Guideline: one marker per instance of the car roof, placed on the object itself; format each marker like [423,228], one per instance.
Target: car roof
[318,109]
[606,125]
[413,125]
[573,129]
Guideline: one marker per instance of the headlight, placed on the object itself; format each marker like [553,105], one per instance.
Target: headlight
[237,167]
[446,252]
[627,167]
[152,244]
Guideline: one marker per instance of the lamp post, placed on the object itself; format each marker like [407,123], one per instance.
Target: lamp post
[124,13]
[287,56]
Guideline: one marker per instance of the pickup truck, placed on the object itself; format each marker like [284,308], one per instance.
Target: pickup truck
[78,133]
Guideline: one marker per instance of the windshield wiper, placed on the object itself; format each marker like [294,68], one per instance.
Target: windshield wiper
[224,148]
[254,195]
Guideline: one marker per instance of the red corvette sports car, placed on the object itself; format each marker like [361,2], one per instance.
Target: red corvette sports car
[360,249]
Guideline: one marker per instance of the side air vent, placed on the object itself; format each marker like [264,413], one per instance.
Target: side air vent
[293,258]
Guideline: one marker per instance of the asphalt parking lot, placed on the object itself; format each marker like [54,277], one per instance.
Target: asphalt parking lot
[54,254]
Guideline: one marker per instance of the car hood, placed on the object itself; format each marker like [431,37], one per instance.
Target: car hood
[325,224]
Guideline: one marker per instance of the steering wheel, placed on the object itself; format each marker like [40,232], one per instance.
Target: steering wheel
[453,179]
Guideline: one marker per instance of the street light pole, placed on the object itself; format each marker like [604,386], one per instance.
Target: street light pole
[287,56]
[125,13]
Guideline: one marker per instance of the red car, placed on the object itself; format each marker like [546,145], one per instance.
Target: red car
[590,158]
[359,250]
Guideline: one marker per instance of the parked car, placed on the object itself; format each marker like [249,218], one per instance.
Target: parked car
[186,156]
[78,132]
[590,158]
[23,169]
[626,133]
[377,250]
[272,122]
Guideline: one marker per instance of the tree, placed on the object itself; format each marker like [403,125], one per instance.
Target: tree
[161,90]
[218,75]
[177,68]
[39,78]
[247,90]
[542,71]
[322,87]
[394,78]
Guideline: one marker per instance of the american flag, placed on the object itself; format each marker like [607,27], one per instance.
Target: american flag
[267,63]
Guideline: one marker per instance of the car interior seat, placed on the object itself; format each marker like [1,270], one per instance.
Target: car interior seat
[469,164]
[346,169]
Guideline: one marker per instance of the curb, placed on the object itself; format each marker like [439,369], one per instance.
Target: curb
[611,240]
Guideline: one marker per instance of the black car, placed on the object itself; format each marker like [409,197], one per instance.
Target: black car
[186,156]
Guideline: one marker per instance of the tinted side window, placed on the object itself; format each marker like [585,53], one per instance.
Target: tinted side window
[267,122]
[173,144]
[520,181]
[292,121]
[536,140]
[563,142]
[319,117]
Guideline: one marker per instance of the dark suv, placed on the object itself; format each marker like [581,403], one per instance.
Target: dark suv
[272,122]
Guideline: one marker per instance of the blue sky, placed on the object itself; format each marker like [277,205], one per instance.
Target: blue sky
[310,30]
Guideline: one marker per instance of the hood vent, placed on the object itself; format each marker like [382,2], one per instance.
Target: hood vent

- - - -

Swap "black car" for "dark sedan" in the entries from the line with "Guideline: one marker per instance of the car interior" through the last line of the entries, and reproduce only those lines with everything else unchanged.

Guideline: one marker per instance of the car interior seat, placed on the object itself; format each marker like [1,270], one per instance.
Target: car interior seat
[469,164]
[346,169]
Guideline: one marker per instance of the curb, placed on the object itself; format each marker like [439,369], one per instance.
Target: curb
[611,240]
Guideline: one marker per instance of the dark sedan, placed on the object itself; format each marker like [409,197], one per instance.
Target: dark sedan
[186,156]
Guideline: one marker per instance of the tinted side window, placed on the object itself; format each marker like [585,53], one per instance.
Target: tinted side window
[267,122]
[173,144]
[520,181]
[292,121]
[536,140]
[563,142]
[319,117]
Guideline: one marker per instance of the dark suv, placed on the object itself; format each marker like [581,403], one per instance.
Target: dark suv
[272,122]
Guideline: one marker per instance of the blue sky, placed on the object itself; format each marker like [277,205], one per instance.
Target: blue sky
[310,30]
Guideline: one marker per instance of the hood vent, placed on the object itself; format each marker like [382,2], one per instance.
Target: hood vent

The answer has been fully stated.